▸ **Stated task**:
Please write out exactly the lines that begin at the line containing "Place a marker on every instance of the window, each" and run to the end of the records.

──────── Records for this exercise ────────

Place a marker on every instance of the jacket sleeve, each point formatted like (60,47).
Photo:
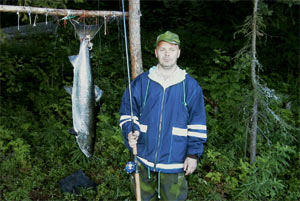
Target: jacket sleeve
(197,133)
(126,123)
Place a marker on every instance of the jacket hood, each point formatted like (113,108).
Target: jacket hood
(177,77)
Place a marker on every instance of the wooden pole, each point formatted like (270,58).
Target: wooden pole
(135,38)
(137,176)
(59,12)
(254,84)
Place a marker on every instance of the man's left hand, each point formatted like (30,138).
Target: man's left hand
(190,165)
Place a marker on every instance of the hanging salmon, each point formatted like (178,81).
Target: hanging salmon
(84,94)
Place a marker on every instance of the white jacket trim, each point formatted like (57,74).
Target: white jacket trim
(162,166)
(197,126)
(179,131)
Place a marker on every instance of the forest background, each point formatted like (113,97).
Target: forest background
(36,150)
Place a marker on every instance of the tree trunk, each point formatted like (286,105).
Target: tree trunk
(255,87)
(135,38)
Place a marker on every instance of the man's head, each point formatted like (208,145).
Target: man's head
(168,37)
(167,50)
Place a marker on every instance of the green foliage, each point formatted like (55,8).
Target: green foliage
(36,150)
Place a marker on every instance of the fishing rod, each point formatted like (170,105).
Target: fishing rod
(134,150)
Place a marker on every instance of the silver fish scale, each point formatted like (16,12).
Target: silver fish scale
(83,100)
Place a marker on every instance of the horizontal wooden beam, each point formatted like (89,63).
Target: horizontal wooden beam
(59,12)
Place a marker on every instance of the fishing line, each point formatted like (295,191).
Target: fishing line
(127,62)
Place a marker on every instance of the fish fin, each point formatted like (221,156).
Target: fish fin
(72,59)
(72,132)
(68,89)
(98,93)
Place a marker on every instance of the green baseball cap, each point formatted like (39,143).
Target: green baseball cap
(169,37)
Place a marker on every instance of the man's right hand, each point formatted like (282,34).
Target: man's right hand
(132,138)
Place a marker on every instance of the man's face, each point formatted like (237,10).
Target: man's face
(167,54)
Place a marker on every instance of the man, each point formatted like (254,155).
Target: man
(169,124)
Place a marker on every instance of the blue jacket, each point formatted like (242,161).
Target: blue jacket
(170,116)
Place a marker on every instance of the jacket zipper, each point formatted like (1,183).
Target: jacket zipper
(159,130)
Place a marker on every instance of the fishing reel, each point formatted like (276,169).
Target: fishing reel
(130,167)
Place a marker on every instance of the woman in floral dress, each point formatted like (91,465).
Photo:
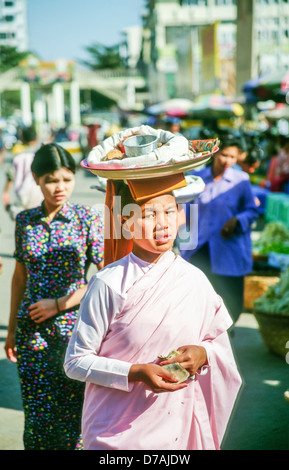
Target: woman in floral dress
(55,244)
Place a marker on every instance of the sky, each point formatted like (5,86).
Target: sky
(63,28)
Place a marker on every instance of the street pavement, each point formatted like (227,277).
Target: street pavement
(260,420)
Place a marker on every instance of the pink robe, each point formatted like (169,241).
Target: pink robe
(172,305)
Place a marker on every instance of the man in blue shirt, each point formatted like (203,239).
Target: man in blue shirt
(226,211)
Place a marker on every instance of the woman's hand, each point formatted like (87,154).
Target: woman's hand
(42,310)
(10,348)
(192,358)
(229,227)
(155,377)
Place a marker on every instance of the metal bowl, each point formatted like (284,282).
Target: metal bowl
(138,145)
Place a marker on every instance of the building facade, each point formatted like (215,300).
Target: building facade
(13,24)
(191,46)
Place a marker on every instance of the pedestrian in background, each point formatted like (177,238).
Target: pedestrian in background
(226,211)
(55,244)
(19,176)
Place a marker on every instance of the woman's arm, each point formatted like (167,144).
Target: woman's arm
(17,291)
(47,308)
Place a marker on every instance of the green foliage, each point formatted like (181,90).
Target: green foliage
(104,57)
(276,298)
(10,57)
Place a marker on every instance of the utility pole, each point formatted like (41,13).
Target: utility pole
(246,56)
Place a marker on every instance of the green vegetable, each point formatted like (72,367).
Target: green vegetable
(275,237)
(276,298)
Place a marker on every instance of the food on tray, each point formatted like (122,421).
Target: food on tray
(115,154)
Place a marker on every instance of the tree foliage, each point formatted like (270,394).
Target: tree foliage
(104,57)
(10,57)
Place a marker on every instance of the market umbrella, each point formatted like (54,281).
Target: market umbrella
(175,107)
(215,106)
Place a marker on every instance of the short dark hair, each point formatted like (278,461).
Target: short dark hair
(28,134)
(51,157)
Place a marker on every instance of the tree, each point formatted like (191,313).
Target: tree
(104,57)
(10,57)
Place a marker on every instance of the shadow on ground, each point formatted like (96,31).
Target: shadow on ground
(261,417)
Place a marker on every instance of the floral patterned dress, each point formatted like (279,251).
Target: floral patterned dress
(56,255)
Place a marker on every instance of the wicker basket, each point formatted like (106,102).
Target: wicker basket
(255,287)
(274,329)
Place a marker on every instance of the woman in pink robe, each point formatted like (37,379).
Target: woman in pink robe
(140,307)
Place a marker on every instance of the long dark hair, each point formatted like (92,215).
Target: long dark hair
(51,157)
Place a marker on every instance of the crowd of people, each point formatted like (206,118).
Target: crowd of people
(87,351)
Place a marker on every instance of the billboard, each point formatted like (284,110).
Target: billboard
(36,71)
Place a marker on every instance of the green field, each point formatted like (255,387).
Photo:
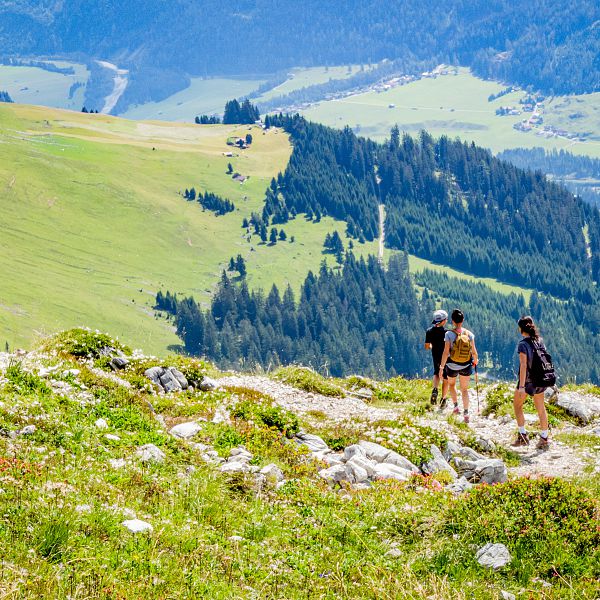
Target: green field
(203,96)
(305,77)
(93,224)
(457,105)
(31,85)
(417,265)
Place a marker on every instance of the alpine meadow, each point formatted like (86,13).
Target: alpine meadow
(299,300)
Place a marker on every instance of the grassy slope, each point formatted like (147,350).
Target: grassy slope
(203,96)
(305,77)
(30,85)
(456,105)
(93,226)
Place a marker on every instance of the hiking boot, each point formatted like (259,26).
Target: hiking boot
(434,396)
(543,443)
(522,440)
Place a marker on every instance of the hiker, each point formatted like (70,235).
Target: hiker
(458,359)
(434,341)
(536,374)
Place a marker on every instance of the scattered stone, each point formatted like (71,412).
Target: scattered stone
(438,464)
(137,526)
(272,473)
(313,442)
(207,384)
(459,486)
(354,450)
(493,556)
(489,471)
(234,467)
(388,471)
(185,431)
(583,406)
(334,474)
(381,454)
(150,453)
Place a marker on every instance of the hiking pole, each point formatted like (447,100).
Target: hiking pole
(477,388)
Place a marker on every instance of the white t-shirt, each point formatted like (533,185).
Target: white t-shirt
(451,336)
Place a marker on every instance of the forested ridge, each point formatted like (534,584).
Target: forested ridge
(447,201)
(552,45)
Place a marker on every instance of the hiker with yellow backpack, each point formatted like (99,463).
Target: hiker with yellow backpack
(458,360)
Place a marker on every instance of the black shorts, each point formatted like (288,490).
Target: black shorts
(532,390)
(436,368)
(467,371)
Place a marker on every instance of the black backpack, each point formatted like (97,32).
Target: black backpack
(541,371)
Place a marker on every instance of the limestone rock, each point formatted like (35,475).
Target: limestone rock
(583,406)
(334,474)
(313,442)
(438,464)
(137,526)
(272,473)
(185,431)
(489,471)
(381,454)
(493,556)
(150,453)
(389,471)
(207,384)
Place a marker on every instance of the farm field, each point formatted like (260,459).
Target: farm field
(457,105)
(93,224)
(305,77)
(203,96)
(32,85)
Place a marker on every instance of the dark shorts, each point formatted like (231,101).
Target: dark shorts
(451,373)
(532,390)
(436,368)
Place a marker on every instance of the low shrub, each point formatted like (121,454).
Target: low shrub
(308,380)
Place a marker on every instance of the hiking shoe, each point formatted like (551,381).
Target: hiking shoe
(434,396)
(543,443)
(522,440)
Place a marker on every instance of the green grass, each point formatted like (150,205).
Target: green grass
(94,226)
(63,507)
(203,96)
(456,105)
(418,265)
(304,77)
(31,85)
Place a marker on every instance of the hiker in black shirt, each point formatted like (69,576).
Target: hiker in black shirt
(434,341)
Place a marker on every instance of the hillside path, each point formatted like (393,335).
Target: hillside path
(560,460)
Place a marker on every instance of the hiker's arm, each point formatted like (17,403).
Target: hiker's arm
(522,370)
(445,356)
(474,352)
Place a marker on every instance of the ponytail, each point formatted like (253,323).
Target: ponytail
(526,325)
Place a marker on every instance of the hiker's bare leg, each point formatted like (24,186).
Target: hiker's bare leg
(452,384)
(538,401)
(518,402)
(464,390)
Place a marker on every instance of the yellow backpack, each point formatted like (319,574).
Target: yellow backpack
(462,348)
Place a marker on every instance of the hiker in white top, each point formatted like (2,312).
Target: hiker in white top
(460,355)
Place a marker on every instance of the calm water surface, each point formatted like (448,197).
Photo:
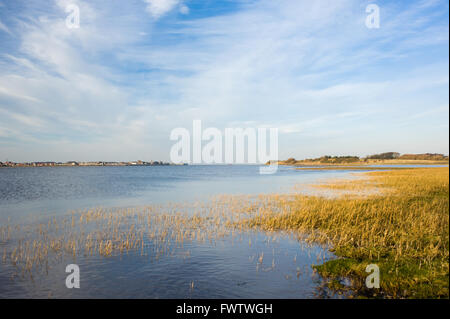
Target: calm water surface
(227,268)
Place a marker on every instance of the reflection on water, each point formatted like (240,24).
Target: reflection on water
(217,262)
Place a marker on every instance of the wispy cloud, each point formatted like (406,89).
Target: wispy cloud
(117,85)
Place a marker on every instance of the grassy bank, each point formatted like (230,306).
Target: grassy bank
(403,228)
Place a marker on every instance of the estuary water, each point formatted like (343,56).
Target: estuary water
(248,265)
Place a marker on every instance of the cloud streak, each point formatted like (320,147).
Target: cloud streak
(114,88)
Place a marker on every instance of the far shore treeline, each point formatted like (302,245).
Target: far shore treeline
(388,158)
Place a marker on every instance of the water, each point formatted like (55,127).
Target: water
(225,268)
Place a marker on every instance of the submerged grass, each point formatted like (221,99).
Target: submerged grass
(396,219)
(404,229)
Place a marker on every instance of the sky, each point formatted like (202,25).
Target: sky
(114,88)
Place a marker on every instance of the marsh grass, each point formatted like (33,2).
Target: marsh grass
(403,228)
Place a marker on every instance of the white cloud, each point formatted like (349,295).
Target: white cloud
(4,28)
(158,8)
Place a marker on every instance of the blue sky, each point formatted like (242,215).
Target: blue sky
(114,88)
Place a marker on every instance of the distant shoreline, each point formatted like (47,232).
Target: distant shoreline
(86,164)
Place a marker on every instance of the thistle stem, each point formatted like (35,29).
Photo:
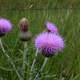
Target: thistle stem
(25,58)
(10,60)
(42,67)
(33,63)
(32,67)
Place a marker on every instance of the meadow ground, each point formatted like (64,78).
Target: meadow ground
(66,16)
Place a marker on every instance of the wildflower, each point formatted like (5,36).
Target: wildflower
(5,26)
(51,27)
(49,43)
(25,34)
(24,24)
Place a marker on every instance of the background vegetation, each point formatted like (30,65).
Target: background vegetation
(65,14)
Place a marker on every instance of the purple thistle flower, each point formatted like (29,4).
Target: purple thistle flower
(49,43)
(51,27)
(5,26)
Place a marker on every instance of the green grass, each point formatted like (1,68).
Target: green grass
(65,65)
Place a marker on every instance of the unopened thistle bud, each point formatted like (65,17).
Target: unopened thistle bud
(25,34)
(24,24)
(5,26)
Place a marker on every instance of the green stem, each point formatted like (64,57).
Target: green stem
(33,63)
(10,60)
(25,59)
(42,67)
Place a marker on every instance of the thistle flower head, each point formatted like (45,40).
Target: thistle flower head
(5,26)
(24,24)
(49,43)
(51,27)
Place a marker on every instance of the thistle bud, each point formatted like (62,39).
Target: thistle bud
(24,24)
(25,36)
(5,26)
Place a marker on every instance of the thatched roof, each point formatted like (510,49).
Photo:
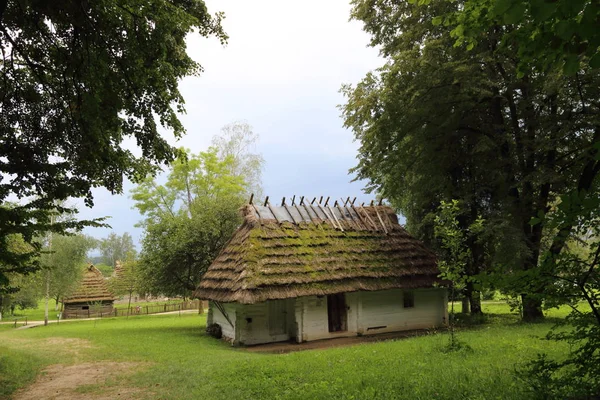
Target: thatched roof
(92,288)
(291,251)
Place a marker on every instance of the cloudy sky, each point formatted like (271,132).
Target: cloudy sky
(281,72)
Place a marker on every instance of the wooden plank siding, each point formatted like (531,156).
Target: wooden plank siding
(306,318)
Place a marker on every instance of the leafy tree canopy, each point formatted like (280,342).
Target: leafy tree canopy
(540,33)
(438,122)
(79,78)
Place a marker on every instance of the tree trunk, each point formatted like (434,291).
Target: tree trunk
(47,298)
(532,309)
(465,305)
(476,303)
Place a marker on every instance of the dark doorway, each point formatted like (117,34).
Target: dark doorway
(337,313)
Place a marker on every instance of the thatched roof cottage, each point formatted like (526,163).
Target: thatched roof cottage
(308,272)
(91,298)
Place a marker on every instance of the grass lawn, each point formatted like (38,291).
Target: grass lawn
(179,361)
(37,314)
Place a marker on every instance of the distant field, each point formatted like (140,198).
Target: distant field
(37,314)
(170,357)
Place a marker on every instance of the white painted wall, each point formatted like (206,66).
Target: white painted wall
(383,311)
(306,317)
(219,318)
(254,322)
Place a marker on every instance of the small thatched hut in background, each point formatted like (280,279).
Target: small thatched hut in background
(91,298)
(308,272)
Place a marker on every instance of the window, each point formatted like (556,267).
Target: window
(409,299)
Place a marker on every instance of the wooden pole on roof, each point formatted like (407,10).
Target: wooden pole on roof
(327,216)
(369,218)
(380,220)
(275,215)
(343,211)
(336,220)
(289,212)
(308,212)
(360,217)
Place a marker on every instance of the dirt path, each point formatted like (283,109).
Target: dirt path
(86,381)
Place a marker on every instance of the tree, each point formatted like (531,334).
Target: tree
(455,241)
(187,221)
(126,279)
(62,261)
(541,33)
(9,296)
(238,141)
(439,122)
(79,78)
(116,247)
(574,278)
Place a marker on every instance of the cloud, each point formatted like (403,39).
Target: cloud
(281,72)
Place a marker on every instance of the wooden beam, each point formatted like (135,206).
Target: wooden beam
(380,220)
(369,218)
(336,220)
(290,213)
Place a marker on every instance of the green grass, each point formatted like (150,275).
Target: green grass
(187,364)
(37,314)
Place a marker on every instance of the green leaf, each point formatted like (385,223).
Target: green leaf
(571,65)
(534,221)
(502,6)
(564,29)
(595,60)
(515,14)
(542,10)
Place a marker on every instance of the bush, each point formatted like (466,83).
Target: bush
(215,331)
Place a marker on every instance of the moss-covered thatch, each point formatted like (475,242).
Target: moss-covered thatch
(92,288)
(346,250)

────────

▸ **Response for this exercise**:
Place a marker on every instance of the window, each point formatted like (556,267).
Target: window
(409,299)
Place a marker on every instance of the wooden pole on roof, each point formatted like (407,10).
Target: wooden pole on roof
(327,216)
(369,218)
(380,220)
(275,215)
(343,211)
(336,220)
(289,212)
(308,212)
(360,217)
Place a marker on every instance of the dirt path, each point formatted like (283,109).
Target: dirt path
(86,381)
Place a marker on every instance of the tree, each point formatted like (531,334).
Target: tree
(455,241)
(187,221)
(126,279)
(62,261)
(541,33)
(9,296)
(238,141)
(439,122)
(79,78)
(116,247)
(574,278)
Place a marker on every instance of the cloud, each point formatted like (403,39).
Target: cloud
(281,72)
Place a marker on every instance of the wooden beam, each point formatted like (135,206).
Target: wooden beam
(380,220)
(369,218)
(336,220)
(290,213)
Place a marker on every instance of the green grass, each point formatted like (150,275).
Target: green grass
(187,364)
(37,314)
Place a marker on every instance of the green leaf, each point formatted like (385,223).
Target: green leaf
(571,65)
(534,221)
(502,6)
(564,29)
(595,60)
(515,14)
(542,10)
Place a marker on every instance of the bush, each point formatted like (466,83).
Target: bush
(215,331)
Place a marker on every instance of the moss-covered thatch, each point formatted like (475,242).
Target: moss-covered thatch
(92,288)
(346,250)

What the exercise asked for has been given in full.